▸ **Extracted text**:

● ● ● ● ●

Statement by H.E. Mr. Li Changhe, Ambassador for Disarmament Affairs of China,

on the Prevention of an Arms Race in Outer Space

in the Plenary Meeting of the Conference on Disarmament

(13 August, 1998, Geneva)

Mr. President,

The Conference on Disarmament decided to establish an Ad Hoc Committee on FMCT at its plenary on August 11. This is an important achievement for the CD this year. Today I would like to expound on the position of China on another important Agenda item, namely the Prevention of an Arms Race in Outer Space.

Before touching upon that, I would also like to extend, on behalf of the Chinese Delegation, congratulations to the Brazilian delegation on Brazil's accession to the Nuclear Non-proliferation Treaty (NPT) and its ratification of the Comprehensive Nuclear Test Ban Treaty (CTBT). It is at the first plenary of the current part of this year's session that Ambassador Lafer of Brazil informed the CD of the important events. All of us may still recall that, on May 11, the date when the CD started its second part meeting, the shocking and disturbing nuclear tests in South Asia took place. The two developments constitute a striking difference and a sharp contrast. As an important country in the world, Brazil has taken responsible actions on the question of international nuclear non-proliferation and moved a major step towards the right direction. It will produce a positive impact on strengthening the international nuclear non-proliferation regime and is conducive to peace and security both at regional and global levels, and therefore has won high opinion and appreciation from the international community. It is our hope that countries that are not yet States Parties to NPT should emulate the example set by Brazil and accede to NPT at an early date. We also call upon those countries that have not signed CTBT to do so as soon as possible. In doing so, they will make their due contributions to strengthening nuclear non-proliferation and promoting nuclear disarmament.


Mr. President,

The Resolution 52/37 adopted by UN General Assembly last year calls upon the Conference on Disarmament to reestablish an Ad Hoc Committee on outer space and recognizes that “negotiations for the conclusion of an international agreement or agreements to prevent an arms race in outer space remain a priority task” so that outer space should be explored and exploited by all countries solely for peaceful purposes and for the benefit of humanity. This demonstrates the great importance attached to the issue of prevention of an arms race in outer space by the international community. China fully subscribes to this UN Resolution.

● ● ● ● ●

Stored data entries
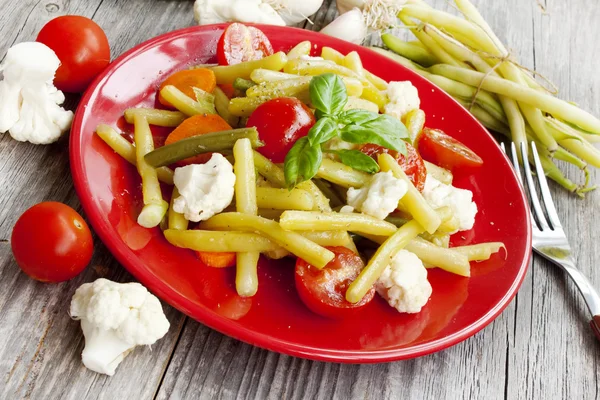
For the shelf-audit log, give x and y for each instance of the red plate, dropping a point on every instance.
(275, 318)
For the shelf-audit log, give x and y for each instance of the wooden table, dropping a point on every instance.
(540, 347)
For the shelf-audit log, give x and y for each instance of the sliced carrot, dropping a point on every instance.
(194, 126)
(188, 79)
(228, 89)
(217, 260)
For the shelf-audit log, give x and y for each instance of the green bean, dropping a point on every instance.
(438, 51)
(242, 84)
(157, 117)
(222, 107)
(411, 51)
(557, 107)
(341, 174)
(227, 73)
(191, 146)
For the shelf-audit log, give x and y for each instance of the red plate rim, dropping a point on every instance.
(121, 252)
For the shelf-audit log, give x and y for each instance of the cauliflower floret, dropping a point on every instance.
(204, 189)
(29, 103)
(403, 98)
(404, 283)
(115, 318)
(252, 11)
(379, 197)
(460, 201)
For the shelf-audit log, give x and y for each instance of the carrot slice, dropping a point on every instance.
(217, 260)
(194, 126)
(187, 79)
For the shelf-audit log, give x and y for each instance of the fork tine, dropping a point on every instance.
(546, 195)
(515, 160)
(535, 201)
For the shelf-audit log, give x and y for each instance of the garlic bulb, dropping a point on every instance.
(295, 11)
(349, 26)
(346, 5)
(251, 11)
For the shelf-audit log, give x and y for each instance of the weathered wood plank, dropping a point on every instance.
(40, 345)
(555, 353)
(539, 347)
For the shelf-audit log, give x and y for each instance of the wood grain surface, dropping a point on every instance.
(539, 348)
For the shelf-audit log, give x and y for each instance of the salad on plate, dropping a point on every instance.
(276, 154)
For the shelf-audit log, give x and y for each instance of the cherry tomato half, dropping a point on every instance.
(280, 122)
(412, 164)
(324, 291)
(438, 148)
(51, 242)
(82, 48)
(240, 43)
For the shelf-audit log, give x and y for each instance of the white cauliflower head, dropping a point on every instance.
(116, 317)
(29, 102)
(404, 283)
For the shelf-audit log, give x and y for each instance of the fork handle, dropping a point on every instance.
(595, 324)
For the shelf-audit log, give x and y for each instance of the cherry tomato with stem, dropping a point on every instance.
(82, 48)
(412, 164)
(51, 242)
(324, 291)
(280, 122)
(443, 150)
(240, 43)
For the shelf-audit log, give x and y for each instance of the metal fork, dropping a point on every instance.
(549, 239)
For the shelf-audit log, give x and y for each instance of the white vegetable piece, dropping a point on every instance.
(379, 197)
(404, 283)
(205, 189)
(350, 26)
(346, 5)
(29, 102)
(403, 97)
(460, 201)
(115, 318)
(295, 11)
(251, 11)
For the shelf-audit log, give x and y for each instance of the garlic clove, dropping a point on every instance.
(346, 5)
(349, 26)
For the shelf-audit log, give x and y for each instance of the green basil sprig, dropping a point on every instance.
(328, 96)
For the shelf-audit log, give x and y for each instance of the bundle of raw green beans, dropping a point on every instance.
(465, 58)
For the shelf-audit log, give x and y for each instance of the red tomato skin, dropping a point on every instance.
(280, 122)
(82, 48)
(443, 150)
(323, 292)
(51, 242)
(240, 43)
(412, 164)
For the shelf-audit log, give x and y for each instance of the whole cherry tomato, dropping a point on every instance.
(443, 150)
(82, 48)
(280, 122)
(51, 242)
(412, 164)
(324, 290)
(240, 43)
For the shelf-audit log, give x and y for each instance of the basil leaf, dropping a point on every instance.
(385, 131)
(356, 116)
(302, 162)
(322, 131)
(357, 160)
(328, 93)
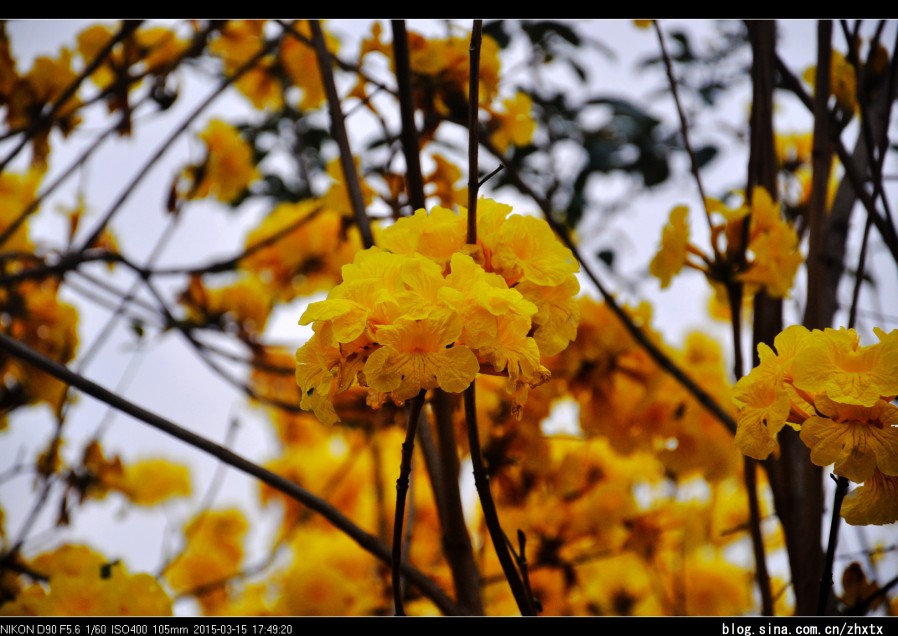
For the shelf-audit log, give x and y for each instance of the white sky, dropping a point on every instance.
(174, 383)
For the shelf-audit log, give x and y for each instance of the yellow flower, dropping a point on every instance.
(301, 65)
(17, 191)
(857, 439)
(229, 169)
(83, 582)
(152, 481)
(874, 503)
(418, 355)
(213, 552)
(764, 400)
(834, 362)
(671, 254)
(437, 235)
(528, 250)
(516, 125)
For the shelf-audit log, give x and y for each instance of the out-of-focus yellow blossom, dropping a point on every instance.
(33, 314)
(337, 196)
(712, 586)
(839, 394)
(247, 302)
(835, 363)
(237, 42)
(515, 126)
(300, 63)
(91, 41)
(774, 245)
(228, 169)
(772, 256)
(299, 248)
(857, 439)
(398, 315)
(105, 474)
(856, 588)
(874, 503)
(443, 179)
(30, 94)
(150, 482)
(622, 585)
(672, 254)
(160, 47)
(843, 82)
(328, 576)
(146, 482)
(17, 192)
(81, 582)
(213, 552)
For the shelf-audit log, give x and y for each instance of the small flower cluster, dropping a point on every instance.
(773, 257)
(839, 395)
(425, 310)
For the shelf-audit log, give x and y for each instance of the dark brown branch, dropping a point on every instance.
(473, 128)
(684, 124)
(414, 181)
(366, 541)
(163, 148)
(826, 577)
(659, 357)
(885, 229)
(821, 162)
(338, 130)
(405, 468)
(128, 27)
(456, 541)
(490, 515)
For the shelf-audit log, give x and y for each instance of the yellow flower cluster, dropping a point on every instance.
(840, 395)
(228, 169)
(773, 256)
(82, 582)
(425, 310)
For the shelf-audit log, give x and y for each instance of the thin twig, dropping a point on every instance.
(660, 358)
(883, 224)
(127, 28)
(366, 541)
(169, 141)
(490, 515)
(826, 577)
(414, 181)
(684, 124)
(405, 467)
(473, 128)
(338, 130)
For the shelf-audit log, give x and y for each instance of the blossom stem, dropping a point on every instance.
(338, 130)
(826, 578)
(490, 515)
(336, 518)
(473, 129)
(684, 124)
(405, 468)
(414, 182)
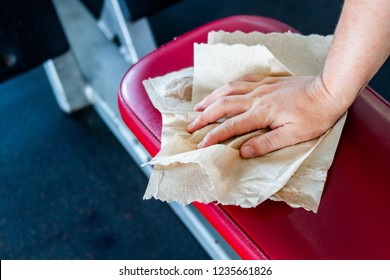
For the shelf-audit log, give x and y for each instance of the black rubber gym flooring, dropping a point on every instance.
(68, 190)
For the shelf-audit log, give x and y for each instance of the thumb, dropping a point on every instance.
(273, 140)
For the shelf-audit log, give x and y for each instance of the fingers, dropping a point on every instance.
(237, 125)
(273, 140)
(224, 106)
(232, 88)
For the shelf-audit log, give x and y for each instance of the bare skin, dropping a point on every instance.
(297, 109)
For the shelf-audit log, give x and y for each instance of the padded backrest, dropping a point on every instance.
(353, 218)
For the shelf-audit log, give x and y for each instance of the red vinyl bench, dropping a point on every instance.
(353, 221)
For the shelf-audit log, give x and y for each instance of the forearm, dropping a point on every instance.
(360, 46)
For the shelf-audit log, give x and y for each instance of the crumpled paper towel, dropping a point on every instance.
(183, 173)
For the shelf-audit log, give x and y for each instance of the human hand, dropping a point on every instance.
(296, 109)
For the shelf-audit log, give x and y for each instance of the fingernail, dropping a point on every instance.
(200, 145)
(197, 106)
(247, 151)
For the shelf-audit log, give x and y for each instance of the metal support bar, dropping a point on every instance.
(135, 37)
(67, 83)
(103, 67)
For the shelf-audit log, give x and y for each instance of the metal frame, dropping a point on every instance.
(102, 66)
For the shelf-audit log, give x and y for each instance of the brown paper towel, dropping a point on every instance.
(185, 174)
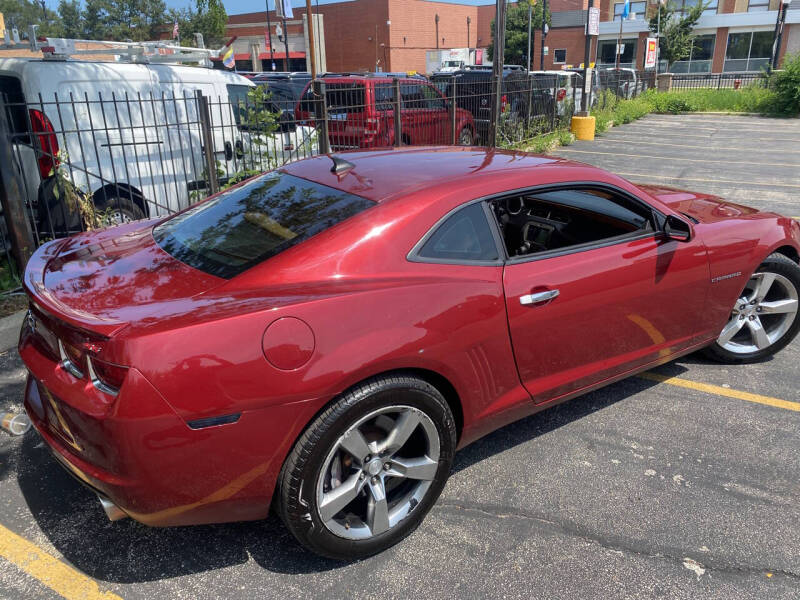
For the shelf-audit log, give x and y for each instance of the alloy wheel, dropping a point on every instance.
(377, 472)
(762, 315)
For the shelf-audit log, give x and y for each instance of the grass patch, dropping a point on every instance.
(542, 144)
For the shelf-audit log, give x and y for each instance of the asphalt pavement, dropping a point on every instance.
(684, 488)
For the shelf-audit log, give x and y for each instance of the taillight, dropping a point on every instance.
(43, 129)
(372, 126)
(81, 353)
(107, 376)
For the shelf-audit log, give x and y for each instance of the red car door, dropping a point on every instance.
(419, 123)
(593, 311)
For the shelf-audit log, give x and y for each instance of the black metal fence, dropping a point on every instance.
(70, 163)
(735, 81)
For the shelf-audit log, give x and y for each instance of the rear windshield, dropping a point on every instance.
(245, 226)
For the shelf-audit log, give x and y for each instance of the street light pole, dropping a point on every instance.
(587, 50)
(497, 69)
(530, 20)
(310, 19)
(544, 31)
(269, 35)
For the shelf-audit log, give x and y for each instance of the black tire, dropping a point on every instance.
(465, 137)
(780, 265)
(296, 496)
(119, 210)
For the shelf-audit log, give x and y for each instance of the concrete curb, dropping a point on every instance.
(9, 330)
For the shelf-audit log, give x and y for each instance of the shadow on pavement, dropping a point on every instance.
(128, 552)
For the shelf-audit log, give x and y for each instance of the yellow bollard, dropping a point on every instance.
(583, 128)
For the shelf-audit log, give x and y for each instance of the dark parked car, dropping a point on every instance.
(473, 92)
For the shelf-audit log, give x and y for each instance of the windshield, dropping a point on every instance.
(247, 225)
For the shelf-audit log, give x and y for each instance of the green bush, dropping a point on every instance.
(786, 86)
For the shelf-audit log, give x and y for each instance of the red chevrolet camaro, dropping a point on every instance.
(321, 339)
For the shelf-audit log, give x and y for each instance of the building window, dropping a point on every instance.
(700, 58)
(635, 7)
(607, 53)
(748, 51)
(683, 6)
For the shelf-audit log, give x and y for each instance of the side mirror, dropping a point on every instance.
(677, 229)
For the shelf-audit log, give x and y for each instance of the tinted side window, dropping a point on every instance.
(244, 226)
(465, 235)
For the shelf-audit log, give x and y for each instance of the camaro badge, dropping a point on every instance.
(728, 276)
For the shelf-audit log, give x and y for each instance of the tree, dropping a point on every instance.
(210, 19)
(677, 31)
(516, 49)
(24, 13)
(96, 20)
(70, 22)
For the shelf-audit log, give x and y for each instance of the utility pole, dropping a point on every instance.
(269, 36)
(286, 42)
(587, 71)
(544, 31)
(530, 17)
(776, 45)
(311, 40)
(497, 68)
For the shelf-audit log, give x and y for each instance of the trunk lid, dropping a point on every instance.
(703, 208)
(104, 280)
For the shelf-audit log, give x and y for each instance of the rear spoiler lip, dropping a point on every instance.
(33, 283)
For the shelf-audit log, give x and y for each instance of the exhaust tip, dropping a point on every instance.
(113, 512)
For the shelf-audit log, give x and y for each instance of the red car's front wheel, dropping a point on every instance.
(368, 469)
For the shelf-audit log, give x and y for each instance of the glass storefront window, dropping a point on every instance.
(636, 7)
(607, 52)
(700, 58)
(748, 50)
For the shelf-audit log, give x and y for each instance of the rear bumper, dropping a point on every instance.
(137, 452)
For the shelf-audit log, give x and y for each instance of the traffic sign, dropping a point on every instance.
(594, 21)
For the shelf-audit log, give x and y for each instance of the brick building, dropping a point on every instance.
(394, 35)
(360, 35)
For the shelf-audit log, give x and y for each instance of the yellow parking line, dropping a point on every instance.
(712, 160)
(734, 181)
(721, 391)
(48, 570)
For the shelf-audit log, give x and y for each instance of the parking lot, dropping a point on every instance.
(681, 483)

● ● ● ● ●

▸ **Brief**: Write the next part of the statement on preventing an arms race in outer space, starting right after its last sentence.

▸ **Written answer**:
However, there seems to be a view that there does not exist an arms race in outer space at present and therefore, “the prevention of an arms race in outer space" should not be a priority for the CD. The Chinese Delegation cannot agree with this opinion. The fact is that the series of activities of all-out developing and testing of outer space weapons or weapon systems in recent years have already given rise to concerns in many countries around the world. Prevention of an arms race in outer space has become an actual and urgent task for the international community.

We may still recall that during the 1980s the “Strategic Defense Initiative” (SDI) once left the whole world perplexed with the looming prospect of an outer space laden with weapons. The end of the Cold War has not led to the real demise of the "Star Wars” (SDI). Many of the technologies developed for SDI have been switched to some other outer space weapon programs. The Theater Missile Defense system (TMD) which is currently under research and development by some country continues to utilize some of the “Star Wars” concepts and military technologies. For instance, with the technology for space-based Lightweight Exo-atmospheric Projectile developed in the Cold War, the interceptor of Navy Area Wide Defense system is capable of intercepting ballistic missiles in outer space at the altitude of 500 Km. The Theater High Altitude Area Defense system (THAAD), which derives from the SDI intercepting system against strategic ballistic missiles, can intercept ballistic missiles not only within the atmosphere but also in outer space. The Space-Based Infrared System satellite, which can provide tracking and guiding assistance for interceptors, is also under research and development. In addition, the research of “the space-based laser weapon” has been intensified. This weapon system is capable of not only intercepting ballistic missiles, but also attacking satellites. Last October, some country conducted the first test of using high-energy chemical laser to attack satellites, which gave rise to world-wide concern. People are becoming more and more worried about the possible emergence and actual deployment of various kinds of outer space weapon systems, including anti-missile laser weapon and ASAT weapons in the near future.

Those weapon systems under research may differ in forms: some are deployed entirely in outer space or target at objects in outer space, and some rely on space to provide target information for ground weapon systems. However, they all serve one purpose, that is, to seek absolute strategic superiority and absolute security for one or a few countries. The consequence will be turning outer space into a base for weapons and a battle field. This will upset regional and global strategic stability, trigger off new arms race and undermine international peace and security. The international community has shown its grave concern and vigilance over this prospect.

While the existing international legal instruments concerning outer space, such as Treaty on Principles Governing the Activities of States in the Exploration and Use of Outer Space, Including the Moon and Other Celestial Bodies, prohibit the deployment of weapons of mass destruction in outer space, they do not ban in a comprehensive way the testing, deployment and use of any other kind of weapons or weapon systems, thus inadequate in preventing an arms race in outer space. Some treaties which once played a role, such as the Anti-Ballistic Missile Treaty (ABM), have been seriously weakened through so-called understanding or re-interpretation, thereby leaving the door open for some country to develop and even deploy highly sophisticated TMD systems which intercept missiles in outer space.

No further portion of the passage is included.